=== Given task ===
From the material below, pick out and copy every line that contains the string "trailer", treating uppercase and lowercase letters as distinct.

=== Excerpted data ===
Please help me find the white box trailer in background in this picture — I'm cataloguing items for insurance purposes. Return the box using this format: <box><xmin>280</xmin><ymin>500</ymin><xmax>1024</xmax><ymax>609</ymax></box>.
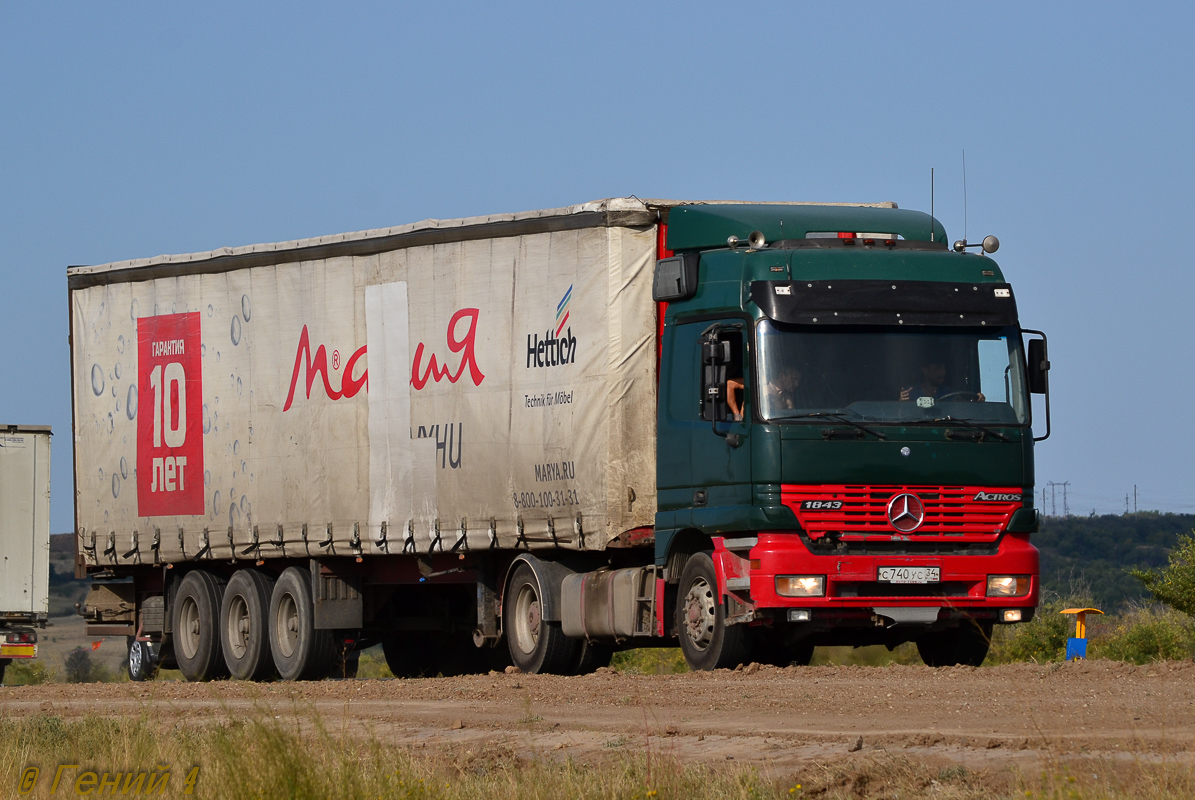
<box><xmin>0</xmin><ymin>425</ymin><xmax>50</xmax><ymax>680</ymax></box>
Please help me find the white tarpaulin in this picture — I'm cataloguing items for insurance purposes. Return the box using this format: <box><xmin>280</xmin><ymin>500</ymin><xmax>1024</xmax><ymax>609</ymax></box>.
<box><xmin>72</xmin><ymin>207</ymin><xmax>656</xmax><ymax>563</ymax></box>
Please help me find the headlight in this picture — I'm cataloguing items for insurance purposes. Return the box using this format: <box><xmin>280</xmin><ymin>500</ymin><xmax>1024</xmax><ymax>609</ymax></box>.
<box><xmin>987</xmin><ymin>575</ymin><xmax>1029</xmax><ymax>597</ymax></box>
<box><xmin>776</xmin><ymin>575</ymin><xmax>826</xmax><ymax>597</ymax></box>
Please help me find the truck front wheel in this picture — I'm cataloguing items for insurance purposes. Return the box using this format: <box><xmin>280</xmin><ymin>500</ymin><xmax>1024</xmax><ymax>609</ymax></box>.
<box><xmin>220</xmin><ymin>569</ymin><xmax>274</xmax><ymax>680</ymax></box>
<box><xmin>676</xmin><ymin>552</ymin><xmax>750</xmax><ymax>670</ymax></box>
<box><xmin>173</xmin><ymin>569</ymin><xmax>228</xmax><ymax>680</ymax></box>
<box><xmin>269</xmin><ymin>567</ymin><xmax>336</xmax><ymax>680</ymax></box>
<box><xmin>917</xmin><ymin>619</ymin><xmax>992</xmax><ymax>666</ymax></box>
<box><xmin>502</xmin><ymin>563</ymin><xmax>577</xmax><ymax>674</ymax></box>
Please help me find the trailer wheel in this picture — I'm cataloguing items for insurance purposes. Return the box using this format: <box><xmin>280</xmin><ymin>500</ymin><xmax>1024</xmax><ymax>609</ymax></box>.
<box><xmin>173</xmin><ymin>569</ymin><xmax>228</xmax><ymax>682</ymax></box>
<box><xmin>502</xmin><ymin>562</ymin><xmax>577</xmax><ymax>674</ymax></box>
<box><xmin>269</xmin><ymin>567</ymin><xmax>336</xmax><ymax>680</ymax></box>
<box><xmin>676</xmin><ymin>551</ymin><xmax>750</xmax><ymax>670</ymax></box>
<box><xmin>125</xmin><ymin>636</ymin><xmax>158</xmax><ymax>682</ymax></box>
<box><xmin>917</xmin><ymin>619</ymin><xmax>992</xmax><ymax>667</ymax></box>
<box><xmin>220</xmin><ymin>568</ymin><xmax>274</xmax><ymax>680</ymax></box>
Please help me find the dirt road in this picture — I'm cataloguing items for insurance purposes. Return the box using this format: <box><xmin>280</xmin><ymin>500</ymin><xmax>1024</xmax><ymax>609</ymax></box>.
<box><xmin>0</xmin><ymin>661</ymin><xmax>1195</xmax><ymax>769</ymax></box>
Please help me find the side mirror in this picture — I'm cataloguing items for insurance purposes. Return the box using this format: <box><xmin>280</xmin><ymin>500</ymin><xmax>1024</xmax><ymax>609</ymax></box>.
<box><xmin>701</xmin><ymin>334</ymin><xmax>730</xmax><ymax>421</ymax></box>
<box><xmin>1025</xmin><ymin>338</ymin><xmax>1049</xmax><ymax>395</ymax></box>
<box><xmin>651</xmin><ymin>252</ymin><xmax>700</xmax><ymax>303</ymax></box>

---

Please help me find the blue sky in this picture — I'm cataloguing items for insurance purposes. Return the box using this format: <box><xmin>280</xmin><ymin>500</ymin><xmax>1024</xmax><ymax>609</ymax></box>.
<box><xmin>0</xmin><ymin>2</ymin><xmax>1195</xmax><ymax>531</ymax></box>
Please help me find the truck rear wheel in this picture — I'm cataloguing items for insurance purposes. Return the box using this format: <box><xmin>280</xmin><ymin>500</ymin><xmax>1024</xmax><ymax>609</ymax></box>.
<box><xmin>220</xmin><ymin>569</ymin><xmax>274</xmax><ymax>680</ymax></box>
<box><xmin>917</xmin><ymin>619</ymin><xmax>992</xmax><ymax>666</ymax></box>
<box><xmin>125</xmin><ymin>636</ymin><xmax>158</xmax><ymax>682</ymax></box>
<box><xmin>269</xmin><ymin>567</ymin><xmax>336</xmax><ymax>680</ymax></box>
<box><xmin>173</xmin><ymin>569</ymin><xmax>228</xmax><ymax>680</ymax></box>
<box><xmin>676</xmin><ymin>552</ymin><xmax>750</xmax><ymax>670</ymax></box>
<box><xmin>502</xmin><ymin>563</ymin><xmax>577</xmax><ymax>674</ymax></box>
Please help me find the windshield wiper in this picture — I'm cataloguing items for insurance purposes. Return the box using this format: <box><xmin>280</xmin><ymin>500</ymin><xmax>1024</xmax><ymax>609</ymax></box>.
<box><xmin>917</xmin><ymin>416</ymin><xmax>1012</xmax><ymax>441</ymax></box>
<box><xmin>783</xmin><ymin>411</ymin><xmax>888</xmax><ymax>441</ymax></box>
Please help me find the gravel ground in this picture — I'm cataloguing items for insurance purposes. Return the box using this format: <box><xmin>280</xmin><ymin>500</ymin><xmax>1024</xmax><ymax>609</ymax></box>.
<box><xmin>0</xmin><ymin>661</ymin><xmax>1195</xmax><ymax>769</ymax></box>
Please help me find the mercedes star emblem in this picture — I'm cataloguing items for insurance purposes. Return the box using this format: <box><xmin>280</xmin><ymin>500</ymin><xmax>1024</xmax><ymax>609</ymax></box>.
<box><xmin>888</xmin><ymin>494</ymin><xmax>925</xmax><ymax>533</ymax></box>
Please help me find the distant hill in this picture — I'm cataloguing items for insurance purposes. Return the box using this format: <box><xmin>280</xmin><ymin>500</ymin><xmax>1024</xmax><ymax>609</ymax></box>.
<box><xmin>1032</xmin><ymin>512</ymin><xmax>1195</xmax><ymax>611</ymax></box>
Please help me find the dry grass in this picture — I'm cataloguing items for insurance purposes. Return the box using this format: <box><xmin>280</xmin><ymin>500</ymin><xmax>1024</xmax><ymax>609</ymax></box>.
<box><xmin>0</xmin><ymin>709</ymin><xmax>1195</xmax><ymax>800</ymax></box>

...

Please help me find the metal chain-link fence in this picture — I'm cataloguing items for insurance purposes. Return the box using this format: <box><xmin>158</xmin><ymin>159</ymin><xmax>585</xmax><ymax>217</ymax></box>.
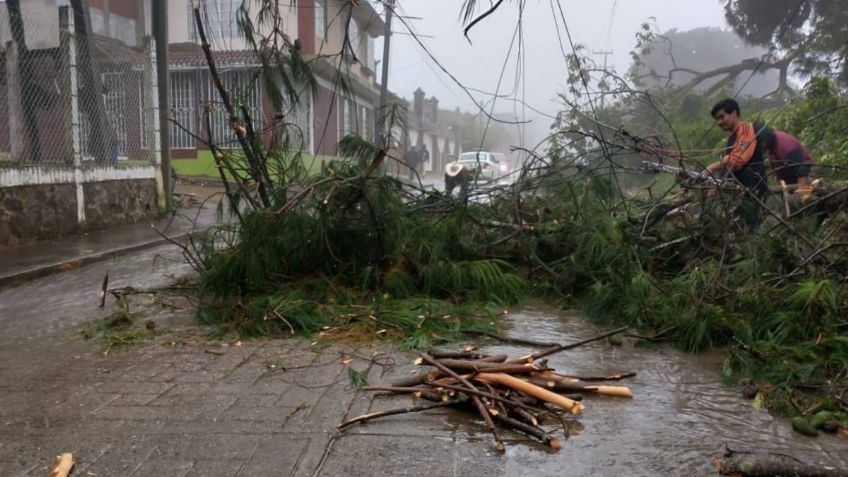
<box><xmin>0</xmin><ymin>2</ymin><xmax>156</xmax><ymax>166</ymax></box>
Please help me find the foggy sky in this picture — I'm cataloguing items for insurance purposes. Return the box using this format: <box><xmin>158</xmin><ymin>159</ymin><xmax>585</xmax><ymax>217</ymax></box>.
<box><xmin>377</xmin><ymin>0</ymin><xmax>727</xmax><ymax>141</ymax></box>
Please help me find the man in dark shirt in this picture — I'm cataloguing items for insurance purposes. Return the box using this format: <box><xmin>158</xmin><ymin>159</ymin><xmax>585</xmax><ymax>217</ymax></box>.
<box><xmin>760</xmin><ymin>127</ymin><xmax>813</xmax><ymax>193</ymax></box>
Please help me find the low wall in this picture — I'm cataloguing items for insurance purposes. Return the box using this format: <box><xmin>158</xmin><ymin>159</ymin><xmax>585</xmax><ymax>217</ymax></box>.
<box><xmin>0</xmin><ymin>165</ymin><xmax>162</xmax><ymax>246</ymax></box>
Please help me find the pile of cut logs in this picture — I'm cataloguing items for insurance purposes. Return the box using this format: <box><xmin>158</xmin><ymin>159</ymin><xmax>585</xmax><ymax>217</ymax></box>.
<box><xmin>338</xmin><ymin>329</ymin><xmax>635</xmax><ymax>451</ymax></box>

=== The answer ===
Please help me find the white box trailer in background in this picture — I'm cataloguing items for insurance purposes. Return the box using this format: <box><xmin>280</xmin><ymin>500</ymin><xmax>1024</xmax><ymax>609</ymax></box>.
Please help me find the trailer wheel in this picture — I'm cataloguing items for insurance purposes. Return the box using this format: <box><xmin>280</xmin><ymin>500</ymin><xmax>1024</xmax><ymax>609</ymax></box>.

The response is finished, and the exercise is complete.